▶ EXERCISE DETAILS
Repeat the records. Match each character exactly.

(Saved entries)

----------

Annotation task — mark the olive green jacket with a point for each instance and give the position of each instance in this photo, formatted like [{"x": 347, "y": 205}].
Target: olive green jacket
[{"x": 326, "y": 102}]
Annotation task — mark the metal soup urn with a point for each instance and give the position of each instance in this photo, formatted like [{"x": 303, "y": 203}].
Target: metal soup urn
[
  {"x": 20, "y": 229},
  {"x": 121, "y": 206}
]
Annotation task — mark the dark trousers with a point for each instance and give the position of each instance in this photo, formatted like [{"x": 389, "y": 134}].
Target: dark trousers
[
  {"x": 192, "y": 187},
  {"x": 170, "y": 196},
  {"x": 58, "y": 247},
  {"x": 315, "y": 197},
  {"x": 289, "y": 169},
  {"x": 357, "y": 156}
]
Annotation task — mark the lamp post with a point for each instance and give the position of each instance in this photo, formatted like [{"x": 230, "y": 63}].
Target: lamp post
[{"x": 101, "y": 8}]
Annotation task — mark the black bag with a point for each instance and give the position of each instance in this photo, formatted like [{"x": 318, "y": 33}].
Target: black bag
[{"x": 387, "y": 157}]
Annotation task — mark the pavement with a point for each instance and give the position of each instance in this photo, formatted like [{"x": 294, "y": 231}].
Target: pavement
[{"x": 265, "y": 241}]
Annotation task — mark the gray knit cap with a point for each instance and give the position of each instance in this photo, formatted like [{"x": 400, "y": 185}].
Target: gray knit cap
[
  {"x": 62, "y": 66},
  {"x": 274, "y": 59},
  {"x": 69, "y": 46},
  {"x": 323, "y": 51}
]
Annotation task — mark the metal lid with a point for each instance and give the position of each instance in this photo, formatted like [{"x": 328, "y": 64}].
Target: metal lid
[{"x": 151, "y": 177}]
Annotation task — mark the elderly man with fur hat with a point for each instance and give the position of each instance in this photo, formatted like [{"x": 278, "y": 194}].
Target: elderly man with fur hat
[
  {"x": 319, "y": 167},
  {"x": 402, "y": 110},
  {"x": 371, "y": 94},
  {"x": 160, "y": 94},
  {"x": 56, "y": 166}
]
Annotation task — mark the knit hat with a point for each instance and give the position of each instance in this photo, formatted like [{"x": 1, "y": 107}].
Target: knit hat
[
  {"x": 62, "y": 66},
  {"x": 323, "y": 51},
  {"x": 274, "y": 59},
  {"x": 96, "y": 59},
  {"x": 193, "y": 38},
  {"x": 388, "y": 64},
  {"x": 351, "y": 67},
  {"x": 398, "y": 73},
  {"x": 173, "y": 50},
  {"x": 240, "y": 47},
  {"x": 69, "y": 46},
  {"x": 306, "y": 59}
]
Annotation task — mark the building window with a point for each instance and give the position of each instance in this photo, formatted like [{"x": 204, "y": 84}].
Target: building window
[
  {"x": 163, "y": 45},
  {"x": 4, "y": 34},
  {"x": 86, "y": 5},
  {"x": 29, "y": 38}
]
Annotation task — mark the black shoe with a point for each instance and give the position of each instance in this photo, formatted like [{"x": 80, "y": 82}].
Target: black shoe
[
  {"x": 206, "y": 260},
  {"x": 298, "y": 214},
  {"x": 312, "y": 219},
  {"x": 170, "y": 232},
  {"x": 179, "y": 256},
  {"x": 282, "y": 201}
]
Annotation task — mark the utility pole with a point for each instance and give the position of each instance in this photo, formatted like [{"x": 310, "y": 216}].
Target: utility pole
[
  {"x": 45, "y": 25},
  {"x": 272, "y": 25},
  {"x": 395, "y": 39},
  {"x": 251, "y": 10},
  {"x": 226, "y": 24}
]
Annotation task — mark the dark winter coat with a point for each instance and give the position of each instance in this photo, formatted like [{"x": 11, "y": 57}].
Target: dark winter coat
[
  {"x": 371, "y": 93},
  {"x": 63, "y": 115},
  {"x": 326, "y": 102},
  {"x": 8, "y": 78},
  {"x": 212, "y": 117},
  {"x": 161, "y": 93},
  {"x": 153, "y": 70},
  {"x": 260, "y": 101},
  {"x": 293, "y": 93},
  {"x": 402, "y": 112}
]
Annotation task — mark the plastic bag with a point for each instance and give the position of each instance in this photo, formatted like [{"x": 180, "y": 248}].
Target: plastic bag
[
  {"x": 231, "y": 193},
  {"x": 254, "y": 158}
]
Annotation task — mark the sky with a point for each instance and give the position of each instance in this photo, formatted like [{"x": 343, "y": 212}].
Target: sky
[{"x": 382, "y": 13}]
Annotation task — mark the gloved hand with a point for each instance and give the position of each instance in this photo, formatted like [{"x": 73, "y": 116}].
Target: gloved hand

----------

▶ ANSWER BOX
Annotation task — mark the olive green jacket with a point for each instance and give the position of each instance in this photo, formatted like [{"x": 347, "y": 205}].
Target: olive green jacket
[{"x": 326, "y": 102}]
Annotation task — mark the metal soup urn with a point for each instance and give the position of each instance in this photo, formatted like [{"x": 303, "y": 203}].
Target: metal soup urn
[
  {"x": 20, "y": 229},
  {"x": 121, "y": 206}
]
Annotation task — mark the dark trousers with a point for each instance and give the position of each instance in this photo, formatted like [{"x": 389, "y": 134}].
Target: dark trousers
[
  {"x": 192, "y": 187},
  {"x": 170, "y": 196},
  {"x": 58, "y": 247},
  {"x": 315, "y": 197},
  {"x": 289, "y": 169},
  {"x": 357, "y": 156}
]
Annotation task — mark the lamp post with a point for each instance and give the position of each instance in this photo, formatted like [{"x": 230, "y": 63}].
Target: lamp post
[{"x": 101, "y": 8}]
Annotation task — mark the black bag with a point for each instance and give the position of each instance in this photo, formatted like [{"x": 318, "y": 33}].
Target: black bag
[{"x": 387, "y": 157}]
Annotation task — mark the pavement with a point for each instance and give the position of each instance in this photo, formatted like [{"x": 294, "y": 231}].
Target: pavement
[{"x": 265, "y": 241}]
Annotation task — mark the gray knit cap with a point for each instance and give the position of each instance in this photo, formatted like [{"x": 400, "y": 185}].
Target: gray knit cap
[
  {"x": 62, "y": 66},
  {"x": 274, "y": 59},
  {"x": 69, "y": 46},
  {"x": 323, "y": 51}
]
Annotation task — mark the metal lid with a point for each instance and give the position of each instance in this photo, formatted like [{"x": 328, "y": 64}].
Target: metal lid
[{"x": 151, "y": 177}]
Annotation task — mark the elderly man with fur hat with a point for each instance and give the position of each instance in this photo, formatted like [{"x": 278, "y": 194}].
Target: elderly man with fur hat
[
  {"x": 319, "y": 167},
  {"x": 402, "y": 110},
  {"x": 371, "y": 94},
  {"x": 160, "y": 94},
  {"x": 56, "y": 166}
]
Annotation task — mark the knit hat with a point for each instance and give the position of each instance in this photo, formatted like [{"x": 1, "y": 107}].
Target: knit hat
[
  {"x": 62, "y": 66},
  {"x": 323, "y": 51},
  {"x": 274, "y": 59},
  {"x": 96, "y": 59},
  {"x": 193, "y": 38},
  {"x": 388, "y": 64},
  {"x": 351, "y": 67},
  {"x": 398, "y": 73},
  {"x": 173, "y": 50},
  {"x": 240, "y": 47},
  {"x": 69, "y": 46},
  {"x": 306, "y": 59}
]
Annotation task — mark the building window with a point for each instance and give the position of each instance in this photo, formatted like [{"x": 204, "y": 84}].
Target: building window
[
  {"x": 163, "y": 45},
  {"x": 4, "y": 34},
  {"x": 86, "y": 5},
  {"x": 29, "y": 38}
]
Annotation task — mark the black shoe with a point for each instance and give the position of each instance in this photo, formatted like [{"x": 80, "y": 82}].
Target: black shoe
[
  {"x": 206, "y": 260},
  {"x": 298, "y": 214},
  {"x": 312, "y": 219},
  {"x": 170, "y": 232},
  {"x": 179, "y": 256},
  {"x": 282, "y": 201}
]
Annotation task — mark the utility pole with a point for each instance and give the position of each instance in this photo, formatted like [{"x": 310, "y": 216}].
Target: utility pole
[
  {"x": 45, "y": 25},
  {"x": 272, "y": 25},
  {"x": 395, "y": 39},
  {"x": 251, "y": 10},
  {"x": 226, "y": 24}
]
Annotation task — mark the dark winter coat with a point for each instance and give the position of each instance in this photo, formatted like [{"x": 11, "y": 57}].
Target: dark winter coat
[
  {"x": 371, "y": 93},
  {"x": 63, "y": 115},
  {"x": 326, "y": 102},
  {"x": 8, "y": 78},
  {"x": 212, "y": 117},
  {"x": 161, "y": 93},
  {"x": 153, "y": 70},
  {"x": 260, "y": 101},
  {"x": 293, "y": 93},
  {"x": 402, "y": 112}
]
Annotation task — mark the plastic bag with a point for each instance and give the position of each instance in this photo, formatted like [{"x": 180, "y": 248}].
Target: plastic bag
[
  {"x": 231, "y": 193},
  {"x": 254, "y": 158}
]
Annotation task — mark the sky with a point for each instance and give the position of each instance in this photo, formatted like [{"x": 343, "y": 212}].
Target: sky
[{"x": 382, "y": 13}]
Annotation task — mark the gloved hand with a point for each instance and give the position of each instance in this photo, formatted like [{"x": 73, "y": 116}].
Target: gloved hand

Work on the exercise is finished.